§ EXERCISE REQUIREMENTS
Rewrite each of the rows below, replacing "Would you mind spotting" with "Could you locate" and keeping everything else the same. Leave the pictures out.

§ EXTRACTED ENTRIES
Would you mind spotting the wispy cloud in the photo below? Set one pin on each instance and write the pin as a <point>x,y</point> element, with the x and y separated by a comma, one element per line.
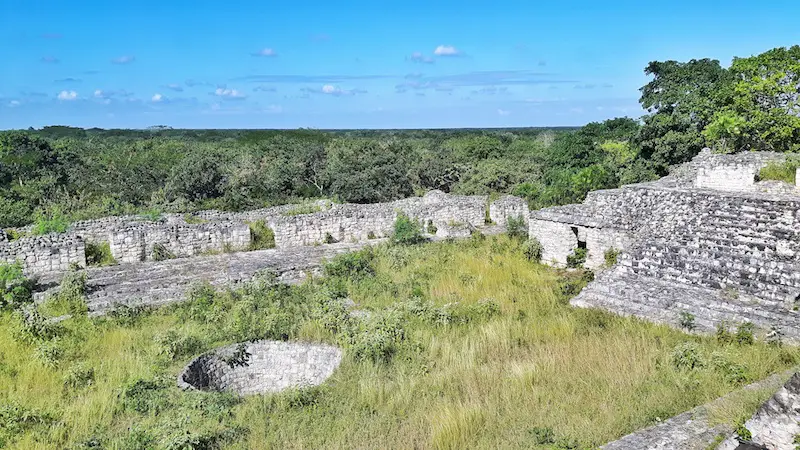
<point>329,89</point>
<point>419,57</point>
<point>229,94</point>
<point>446,50</point>
<point>126,59</point>
<point>267,52</point>
<point>308,79</point>
<point>175,87</point>
<point>67,95</point>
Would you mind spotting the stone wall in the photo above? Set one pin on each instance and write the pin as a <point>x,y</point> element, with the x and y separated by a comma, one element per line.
<point>136,243</point>
<point>43,254</point>
<point>352,222</point>
<point>267,366</point>
<point>508,206</point>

§ EXERCISE OUTPUT
Could you locate the wispy cloud in the photo below? Set one pin on each instance and write the pin as a <point>x,y</point> element, with the x and y separated by a comma, one element per line.
<point>329,89</point>
<point>419,57</point>
<point>229,94</point>
<point>446,50</point>
<point>126,59</point>
<point>267,52</point>
<point>308,79</point>
<point>175,87</point>
<point>67,95</point>
Could you locate the stone wall in the photo above? Set one pin on each instance and write the pin as a <point>x,y</point> element, with the x and y separated by a comma, one element per line.
<point>136,243</point>
<point>43,254</point>
<point>352,222</point>
<point>267,366</point>
<point>508,206</point>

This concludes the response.